* Annotated coordinate records *
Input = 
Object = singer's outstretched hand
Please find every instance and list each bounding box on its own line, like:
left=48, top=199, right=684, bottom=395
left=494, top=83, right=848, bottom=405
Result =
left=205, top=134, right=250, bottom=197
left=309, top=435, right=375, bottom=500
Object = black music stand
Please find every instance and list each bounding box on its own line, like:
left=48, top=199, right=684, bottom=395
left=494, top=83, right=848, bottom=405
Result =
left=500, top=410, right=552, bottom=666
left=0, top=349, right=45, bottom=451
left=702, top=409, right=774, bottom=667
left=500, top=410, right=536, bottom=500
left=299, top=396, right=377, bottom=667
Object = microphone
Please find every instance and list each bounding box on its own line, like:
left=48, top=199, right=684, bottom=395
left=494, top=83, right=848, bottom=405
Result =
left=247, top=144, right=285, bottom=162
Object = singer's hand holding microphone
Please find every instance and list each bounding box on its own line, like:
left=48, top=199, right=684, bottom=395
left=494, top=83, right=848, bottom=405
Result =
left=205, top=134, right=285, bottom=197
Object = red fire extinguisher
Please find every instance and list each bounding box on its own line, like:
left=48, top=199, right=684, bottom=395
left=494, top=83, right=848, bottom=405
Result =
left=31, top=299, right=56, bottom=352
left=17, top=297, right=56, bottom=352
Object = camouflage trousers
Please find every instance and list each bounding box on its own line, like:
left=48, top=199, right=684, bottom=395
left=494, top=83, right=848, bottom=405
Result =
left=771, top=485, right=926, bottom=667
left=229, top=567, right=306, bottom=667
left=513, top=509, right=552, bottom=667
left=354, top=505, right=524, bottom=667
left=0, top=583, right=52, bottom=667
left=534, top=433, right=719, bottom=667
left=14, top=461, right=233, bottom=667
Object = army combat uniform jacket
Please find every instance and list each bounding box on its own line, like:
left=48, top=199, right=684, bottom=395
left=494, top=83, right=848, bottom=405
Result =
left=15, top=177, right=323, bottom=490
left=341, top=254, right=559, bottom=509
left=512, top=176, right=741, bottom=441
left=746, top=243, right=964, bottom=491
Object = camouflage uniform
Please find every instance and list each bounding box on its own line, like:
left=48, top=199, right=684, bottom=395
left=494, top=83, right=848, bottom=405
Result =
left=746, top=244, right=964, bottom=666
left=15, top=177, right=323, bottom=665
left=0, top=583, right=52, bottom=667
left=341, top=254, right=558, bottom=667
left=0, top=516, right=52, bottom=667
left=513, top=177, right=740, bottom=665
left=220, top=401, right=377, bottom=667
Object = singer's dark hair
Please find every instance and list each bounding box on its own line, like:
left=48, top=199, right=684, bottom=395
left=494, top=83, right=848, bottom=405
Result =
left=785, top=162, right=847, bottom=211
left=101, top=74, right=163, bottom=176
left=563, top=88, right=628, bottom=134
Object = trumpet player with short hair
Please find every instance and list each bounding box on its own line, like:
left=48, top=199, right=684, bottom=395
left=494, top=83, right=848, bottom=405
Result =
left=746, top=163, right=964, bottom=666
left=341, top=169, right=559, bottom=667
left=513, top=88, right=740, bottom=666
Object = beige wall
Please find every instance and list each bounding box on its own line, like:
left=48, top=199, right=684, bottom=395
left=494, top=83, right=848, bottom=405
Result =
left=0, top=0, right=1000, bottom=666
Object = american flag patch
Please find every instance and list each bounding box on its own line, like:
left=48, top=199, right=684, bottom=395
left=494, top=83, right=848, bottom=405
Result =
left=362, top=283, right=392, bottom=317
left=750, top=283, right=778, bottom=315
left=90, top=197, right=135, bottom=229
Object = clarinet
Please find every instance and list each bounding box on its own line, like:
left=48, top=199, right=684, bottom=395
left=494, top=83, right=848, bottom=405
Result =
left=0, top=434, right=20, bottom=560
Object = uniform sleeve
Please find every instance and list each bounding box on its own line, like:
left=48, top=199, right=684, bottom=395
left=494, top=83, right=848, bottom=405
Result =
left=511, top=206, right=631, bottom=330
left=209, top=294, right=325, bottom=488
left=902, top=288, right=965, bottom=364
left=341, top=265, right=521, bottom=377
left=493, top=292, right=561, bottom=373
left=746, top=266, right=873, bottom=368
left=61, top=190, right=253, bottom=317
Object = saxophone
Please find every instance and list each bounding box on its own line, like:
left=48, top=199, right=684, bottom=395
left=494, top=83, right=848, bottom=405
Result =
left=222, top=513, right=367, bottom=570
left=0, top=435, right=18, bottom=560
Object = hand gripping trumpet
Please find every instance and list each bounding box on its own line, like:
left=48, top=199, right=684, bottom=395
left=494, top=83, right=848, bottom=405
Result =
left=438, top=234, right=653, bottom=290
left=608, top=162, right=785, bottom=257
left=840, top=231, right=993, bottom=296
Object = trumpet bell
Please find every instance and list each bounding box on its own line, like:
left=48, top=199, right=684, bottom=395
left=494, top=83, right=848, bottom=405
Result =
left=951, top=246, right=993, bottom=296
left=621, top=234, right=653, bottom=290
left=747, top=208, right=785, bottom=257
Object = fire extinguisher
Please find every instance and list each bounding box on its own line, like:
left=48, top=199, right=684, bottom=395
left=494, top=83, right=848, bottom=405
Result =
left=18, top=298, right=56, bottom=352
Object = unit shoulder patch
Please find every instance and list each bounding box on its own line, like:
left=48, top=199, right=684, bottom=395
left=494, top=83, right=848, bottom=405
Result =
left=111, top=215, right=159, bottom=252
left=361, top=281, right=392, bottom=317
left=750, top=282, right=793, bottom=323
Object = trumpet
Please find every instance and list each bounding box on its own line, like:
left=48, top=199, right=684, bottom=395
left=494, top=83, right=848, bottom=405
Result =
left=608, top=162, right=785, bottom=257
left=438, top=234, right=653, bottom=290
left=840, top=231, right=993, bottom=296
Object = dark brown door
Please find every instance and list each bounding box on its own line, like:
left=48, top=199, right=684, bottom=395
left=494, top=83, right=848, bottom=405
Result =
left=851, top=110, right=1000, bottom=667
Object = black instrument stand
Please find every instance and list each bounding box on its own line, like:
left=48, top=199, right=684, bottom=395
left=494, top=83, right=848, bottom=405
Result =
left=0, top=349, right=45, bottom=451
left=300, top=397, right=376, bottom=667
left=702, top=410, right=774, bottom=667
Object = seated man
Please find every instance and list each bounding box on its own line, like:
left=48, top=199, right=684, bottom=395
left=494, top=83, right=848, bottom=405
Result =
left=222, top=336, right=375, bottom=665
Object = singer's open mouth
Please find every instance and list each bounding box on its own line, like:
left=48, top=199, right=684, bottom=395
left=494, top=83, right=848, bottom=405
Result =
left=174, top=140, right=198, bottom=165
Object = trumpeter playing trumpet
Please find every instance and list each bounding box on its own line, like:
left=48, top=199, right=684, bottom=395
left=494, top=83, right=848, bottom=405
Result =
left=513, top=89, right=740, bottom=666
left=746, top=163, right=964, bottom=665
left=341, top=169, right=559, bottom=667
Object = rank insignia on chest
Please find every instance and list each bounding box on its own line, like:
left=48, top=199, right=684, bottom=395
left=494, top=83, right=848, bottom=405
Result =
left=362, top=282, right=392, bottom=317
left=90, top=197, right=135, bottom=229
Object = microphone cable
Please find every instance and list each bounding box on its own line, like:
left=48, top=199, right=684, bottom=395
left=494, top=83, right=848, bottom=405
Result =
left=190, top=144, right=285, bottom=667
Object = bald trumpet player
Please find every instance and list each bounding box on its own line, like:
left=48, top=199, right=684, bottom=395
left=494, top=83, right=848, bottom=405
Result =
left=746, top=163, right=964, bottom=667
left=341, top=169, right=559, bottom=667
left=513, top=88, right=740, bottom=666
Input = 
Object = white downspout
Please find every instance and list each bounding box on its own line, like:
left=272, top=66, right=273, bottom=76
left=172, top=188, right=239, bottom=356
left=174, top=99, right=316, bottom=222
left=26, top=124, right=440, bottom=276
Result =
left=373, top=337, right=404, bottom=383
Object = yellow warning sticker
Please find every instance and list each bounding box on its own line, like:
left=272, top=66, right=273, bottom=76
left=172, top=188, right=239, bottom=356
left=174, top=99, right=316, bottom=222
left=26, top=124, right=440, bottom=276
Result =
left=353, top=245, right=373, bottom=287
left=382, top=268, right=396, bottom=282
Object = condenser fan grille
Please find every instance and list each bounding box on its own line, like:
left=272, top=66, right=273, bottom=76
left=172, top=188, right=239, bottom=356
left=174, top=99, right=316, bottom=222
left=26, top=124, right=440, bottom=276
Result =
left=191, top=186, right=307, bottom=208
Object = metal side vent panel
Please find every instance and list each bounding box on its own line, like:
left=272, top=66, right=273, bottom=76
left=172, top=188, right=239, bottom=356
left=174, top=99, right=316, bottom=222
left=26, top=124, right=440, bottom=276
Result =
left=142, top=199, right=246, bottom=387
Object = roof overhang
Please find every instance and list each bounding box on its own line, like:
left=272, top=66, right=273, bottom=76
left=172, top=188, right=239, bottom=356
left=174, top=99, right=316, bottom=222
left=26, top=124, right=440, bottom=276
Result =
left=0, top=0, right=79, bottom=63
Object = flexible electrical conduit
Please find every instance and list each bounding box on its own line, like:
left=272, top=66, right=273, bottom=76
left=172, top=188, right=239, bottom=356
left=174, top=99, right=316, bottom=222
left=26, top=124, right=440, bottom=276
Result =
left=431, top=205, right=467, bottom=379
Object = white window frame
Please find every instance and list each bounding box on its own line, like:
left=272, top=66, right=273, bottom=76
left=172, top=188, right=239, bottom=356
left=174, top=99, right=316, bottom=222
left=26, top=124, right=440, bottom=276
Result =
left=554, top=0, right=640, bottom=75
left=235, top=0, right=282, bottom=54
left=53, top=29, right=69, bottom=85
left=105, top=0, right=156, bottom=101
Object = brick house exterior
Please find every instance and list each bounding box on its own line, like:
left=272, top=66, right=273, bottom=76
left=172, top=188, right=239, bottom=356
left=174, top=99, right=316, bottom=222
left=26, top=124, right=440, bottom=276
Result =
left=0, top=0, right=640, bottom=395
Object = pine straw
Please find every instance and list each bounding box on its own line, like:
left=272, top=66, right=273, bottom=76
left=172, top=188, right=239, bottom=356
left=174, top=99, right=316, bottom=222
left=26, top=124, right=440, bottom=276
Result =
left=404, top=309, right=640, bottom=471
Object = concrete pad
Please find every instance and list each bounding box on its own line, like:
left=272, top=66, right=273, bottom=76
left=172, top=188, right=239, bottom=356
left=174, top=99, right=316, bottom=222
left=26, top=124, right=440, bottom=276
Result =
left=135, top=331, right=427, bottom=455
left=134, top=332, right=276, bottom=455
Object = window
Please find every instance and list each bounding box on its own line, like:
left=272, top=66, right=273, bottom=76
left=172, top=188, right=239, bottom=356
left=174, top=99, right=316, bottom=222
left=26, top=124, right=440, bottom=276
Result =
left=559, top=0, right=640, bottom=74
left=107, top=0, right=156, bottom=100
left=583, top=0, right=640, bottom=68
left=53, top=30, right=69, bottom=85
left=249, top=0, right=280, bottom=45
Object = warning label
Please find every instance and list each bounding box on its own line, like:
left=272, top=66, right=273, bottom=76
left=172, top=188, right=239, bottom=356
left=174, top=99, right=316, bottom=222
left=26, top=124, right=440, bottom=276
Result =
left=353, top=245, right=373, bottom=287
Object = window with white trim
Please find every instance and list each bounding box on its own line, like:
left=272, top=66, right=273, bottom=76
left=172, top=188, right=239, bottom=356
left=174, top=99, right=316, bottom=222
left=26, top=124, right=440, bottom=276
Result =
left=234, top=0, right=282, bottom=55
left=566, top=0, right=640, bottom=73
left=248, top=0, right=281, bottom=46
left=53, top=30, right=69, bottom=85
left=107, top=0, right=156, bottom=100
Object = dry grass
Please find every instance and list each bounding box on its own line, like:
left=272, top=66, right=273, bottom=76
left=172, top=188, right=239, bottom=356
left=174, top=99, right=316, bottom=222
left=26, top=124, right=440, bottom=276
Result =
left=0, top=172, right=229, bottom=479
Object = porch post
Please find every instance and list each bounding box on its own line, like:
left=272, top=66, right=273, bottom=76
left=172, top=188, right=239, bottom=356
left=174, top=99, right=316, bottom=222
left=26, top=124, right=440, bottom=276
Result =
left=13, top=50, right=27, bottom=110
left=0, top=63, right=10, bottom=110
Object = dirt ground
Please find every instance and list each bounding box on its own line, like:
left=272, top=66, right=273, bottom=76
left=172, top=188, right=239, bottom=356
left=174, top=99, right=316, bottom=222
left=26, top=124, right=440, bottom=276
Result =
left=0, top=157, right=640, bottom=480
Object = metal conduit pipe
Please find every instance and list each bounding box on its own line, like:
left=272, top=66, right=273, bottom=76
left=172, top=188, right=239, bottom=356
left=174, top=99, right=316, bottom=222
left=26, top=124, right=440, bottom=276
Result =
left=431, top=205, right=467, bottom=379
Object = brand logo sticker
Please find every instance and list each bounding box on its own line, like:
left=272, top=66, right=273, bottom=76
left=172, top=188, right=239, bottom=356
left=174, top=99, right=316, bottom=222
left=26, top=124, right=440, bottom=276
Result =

* TASK DESCRIPTION *
Copy the lines of the data above without change, beginning with the line that contains "Object = camouflage trousers" and ending with the line that contains "left=229, top=567, right=306, bottom=667".

* RESPONSE BELOW *
Object = camouflage trousers
Please find every instance and list each bounding box on its own line, like:
left=48, top=199, right=684, bottom=395
left=494, top=83, right=848, bottom=405
Result =
left=771, top=485, right=926, bottom=667
left=229, top=567, right=306, bottom=667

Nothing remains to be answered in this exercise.